• ACTION ITEM
Every entry, from first to last, must be written out exactly.

• Text-to-region grounding data
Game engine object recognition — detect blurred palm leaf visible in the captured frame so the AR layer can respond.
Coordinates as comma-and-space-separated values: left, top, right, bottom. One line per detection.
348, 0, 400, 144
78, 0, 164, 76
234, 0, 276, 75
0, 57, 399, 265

• WRITTEN RESPONSE
Game engine object recognition — detect blurred palm leaf visible in the captured frame so the AR layer can respond.
Coordinates as comma-and-space-separated values: left, top, right, bottom. One line per detection.
348, 0, 400, 144
78, 0, 164, 76
234, 0, 276, 75
0, 57, 399, 265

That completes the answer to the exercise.